[Opening Study text section]

The flu vaccine developed each year is new, not last year's model. In a nutshell some epidemiologists look globally of who is getting sick where with what, and knowing that flus are more previlant in the winter make some very educated guesswork as to what will be the prominant flu strains the next year (so imagine weather forecasting, but for the flu). They are usually 70% right or so, and guess the 3-4 main strains that will be going around. This year they were bang on, last year as well (H1N1), but the year before they were way way off so in essense the vaccine was useless 3 years ago as what people were getting sick from wasn't around.
Your body does not care where it gets the genetic and protein markers from (be it from a live 'bug' or dead, chemically altered one), and in both cases for the flu it will be equally as effective.
As for the risk of superbugs... those are bacterial based (not viral) and vaccines do not contribute to their creation. Excessive use of antibiotics does so. In essense by giving an antibiotic when the person has a viral infection (ie a cold or flu) or the person not completing their treatment course allows for the bacteria to learn how to combat the antibiotics, since there isn't enough present to properly kill them. And then there is complicated boring stuff such as bacteria can pass this antibiotic immunity to other bacteria, etc.

[Closing Study text section]

- Work request A
According to the flu vaccine passage, how often are the yearly predictions of the main flu strains usually correct?
- Work request B
From the flu vaccine passage, extract the stretch from "The flu vaccine" through "from wasn't around.".

[Opening Extracted information section]

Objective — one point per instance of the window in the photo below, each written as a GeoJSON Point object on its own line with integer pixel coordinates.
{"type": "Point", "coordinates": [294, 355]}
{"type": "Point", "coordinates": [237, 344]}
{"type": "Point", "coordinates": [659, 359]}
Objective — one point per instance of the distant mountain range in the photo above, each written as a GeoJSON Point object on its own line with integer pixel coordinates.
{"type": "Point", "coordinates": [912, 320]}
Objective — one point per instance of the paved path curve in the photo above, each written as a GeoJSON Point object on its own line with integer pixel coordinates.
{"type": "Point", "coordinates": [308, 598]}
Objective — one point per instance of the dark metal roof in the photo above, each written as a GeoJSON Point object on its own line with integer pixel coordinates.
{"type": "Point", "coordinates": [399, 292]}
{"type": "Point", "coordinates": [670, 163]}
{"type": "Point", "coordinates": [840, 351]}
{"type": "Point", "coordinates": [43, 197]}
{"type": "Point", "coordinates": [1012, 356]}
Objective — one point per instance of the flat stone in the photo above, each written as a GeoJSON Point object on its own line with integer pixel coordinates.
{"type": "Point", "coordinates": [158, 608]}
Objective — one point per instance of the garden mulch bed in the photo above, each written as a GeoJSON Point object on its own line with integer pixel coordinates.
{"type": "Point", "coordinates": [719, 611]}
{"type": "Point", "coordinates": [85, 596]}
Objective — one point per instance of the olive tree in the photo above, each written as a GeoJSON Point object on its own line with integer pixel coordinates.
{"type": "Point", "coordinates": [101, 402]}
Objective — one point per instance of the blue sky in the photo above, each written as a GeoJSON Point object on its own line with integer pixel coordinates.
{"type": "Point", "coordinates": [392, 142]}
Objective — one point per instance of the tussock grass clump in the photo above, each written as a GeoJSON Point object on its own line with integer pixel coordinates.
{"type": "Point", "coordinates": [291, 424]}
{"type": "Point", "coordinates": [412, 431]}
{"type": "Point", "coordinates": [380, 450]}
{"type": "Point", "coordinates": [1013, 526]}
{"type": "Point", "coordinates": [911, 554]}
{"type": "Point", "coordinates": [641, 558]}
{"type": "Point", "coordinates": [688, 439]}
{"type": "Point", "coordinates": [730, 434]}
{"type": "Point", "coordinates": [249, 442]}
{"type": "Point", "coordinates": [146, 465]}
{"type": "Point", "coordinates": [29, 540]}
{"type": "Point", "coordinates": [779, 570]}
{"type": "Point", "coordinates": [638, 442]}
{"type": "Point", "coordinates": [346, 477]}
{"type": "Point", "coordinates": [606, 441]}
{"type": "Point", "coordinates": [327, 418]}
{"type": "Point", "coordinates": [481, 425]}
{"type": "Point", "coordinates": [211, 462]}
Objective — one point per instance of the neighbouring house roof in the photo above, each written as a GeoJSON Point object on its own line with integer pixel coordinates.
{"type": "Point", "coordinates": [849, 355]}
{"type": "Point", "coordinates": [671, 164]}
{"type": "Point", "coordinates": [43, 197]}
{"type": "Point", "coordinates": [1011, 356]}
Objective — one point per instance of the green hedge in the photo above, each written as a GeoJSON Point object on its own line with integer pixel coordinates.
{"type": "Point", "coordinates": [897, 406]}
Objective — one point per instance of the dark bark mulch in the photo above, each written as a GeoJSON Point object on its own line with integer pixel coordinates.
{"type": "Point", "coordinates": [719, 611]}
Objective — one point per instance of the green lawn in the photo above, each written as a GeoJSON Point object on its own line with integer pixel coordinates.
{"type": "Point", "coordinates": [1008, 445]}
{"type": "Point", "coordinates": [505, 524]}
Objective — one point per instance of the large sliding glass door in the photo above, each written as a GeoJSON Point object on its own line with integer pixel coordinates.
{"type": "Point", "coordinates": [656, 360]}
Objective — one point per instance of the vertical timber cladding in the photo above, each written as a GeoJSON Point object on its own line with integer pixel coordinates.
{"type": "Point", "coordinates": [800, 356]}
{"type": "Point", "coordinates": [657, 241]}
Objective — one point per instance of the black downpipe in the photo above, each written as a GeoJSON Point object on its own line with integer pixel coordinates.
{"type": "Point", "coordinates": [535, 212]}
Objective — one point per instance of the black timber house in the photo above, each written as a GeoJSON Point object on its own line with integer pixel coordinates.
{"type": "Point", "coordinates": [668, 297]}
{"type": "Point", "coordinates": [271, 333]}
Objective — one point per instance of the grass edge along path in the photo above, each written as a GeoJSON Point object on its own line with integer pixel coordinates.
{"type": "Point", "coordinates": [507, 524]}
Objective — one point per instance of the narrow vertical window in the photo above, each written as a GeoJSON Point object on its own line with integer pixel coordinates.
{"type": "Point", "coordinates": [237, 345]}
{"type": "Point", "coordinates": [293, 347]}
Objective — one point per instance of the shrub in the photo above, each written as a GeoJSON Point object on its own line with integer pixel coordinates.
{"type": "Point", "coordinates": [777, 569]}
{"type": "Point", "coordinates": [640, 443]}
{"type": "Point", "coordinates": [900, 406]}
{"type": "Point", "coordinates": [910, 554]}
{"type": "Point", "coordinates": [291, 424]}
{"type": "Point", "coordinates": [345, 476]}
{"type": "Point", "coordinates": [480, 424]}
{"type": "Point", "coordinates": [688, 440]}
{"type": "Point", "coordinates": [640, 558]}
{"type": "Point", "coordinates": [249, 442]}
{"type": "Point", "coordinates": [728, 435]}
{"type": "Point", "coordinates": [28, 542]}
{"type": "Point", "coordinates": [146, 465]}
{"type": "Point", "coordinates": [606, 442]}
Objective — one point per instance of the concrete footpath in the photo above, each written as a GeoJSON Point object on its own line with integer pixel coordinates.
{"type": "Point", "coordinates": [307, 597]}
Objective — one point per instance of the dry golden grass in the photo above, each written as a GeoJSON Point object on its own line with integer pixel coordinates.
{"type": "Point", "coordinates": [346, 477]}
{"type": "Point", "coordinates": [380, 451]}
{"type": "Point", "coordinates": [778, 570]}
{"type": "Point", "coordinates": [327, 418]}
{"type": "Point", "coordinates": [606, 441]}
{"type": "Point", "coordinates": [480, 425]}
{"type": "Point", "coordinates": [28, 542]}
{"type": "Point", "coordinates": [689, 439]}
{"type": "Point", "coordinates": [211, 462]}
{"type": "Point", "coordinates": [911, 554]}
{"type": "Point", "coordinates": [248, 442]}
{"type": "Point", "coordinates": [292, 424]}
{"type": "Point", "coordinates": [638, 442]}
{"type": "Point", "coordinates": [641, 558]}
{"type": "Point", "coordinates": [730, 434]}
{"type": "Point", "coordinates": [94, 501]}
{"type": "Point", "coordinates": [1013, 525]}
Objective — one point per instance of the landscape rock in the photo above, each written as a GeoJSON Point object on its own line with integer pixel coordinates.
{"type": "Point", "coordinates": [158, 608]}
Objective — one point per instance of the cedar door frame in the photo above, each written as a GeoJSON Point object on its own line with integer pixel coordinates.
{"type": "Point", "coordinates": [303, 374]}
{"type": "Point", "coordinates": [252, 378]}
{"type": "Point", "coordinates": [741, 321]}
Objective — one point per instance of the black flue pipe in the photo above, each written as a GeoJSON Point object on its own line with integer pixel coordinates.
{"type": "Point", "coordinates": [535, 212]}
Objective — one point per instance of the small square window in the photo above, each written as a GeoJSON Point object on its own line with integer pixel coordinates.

[Closing Extracted information section]

- Answer section A
About 70% of the time.

- Answer section B
The flu vaccine developed each year is new, not last year's model. In a nutshell some epidemiologists look globally of who is getting sick where with what, and knowing that flus are more previlant in the winter make some very educated guesswork as to what will be the prominant flu strains the next year (so imagine weather forecasting, but for the flu). They are usually 70% right or so, and guess the 3-4 main strains that will be going around. This year they were bang on, last year as well (H1N1), but the year before they were way way off so in essense the vaccine was useless 3 years ago as what people were getting sick from wasn't around.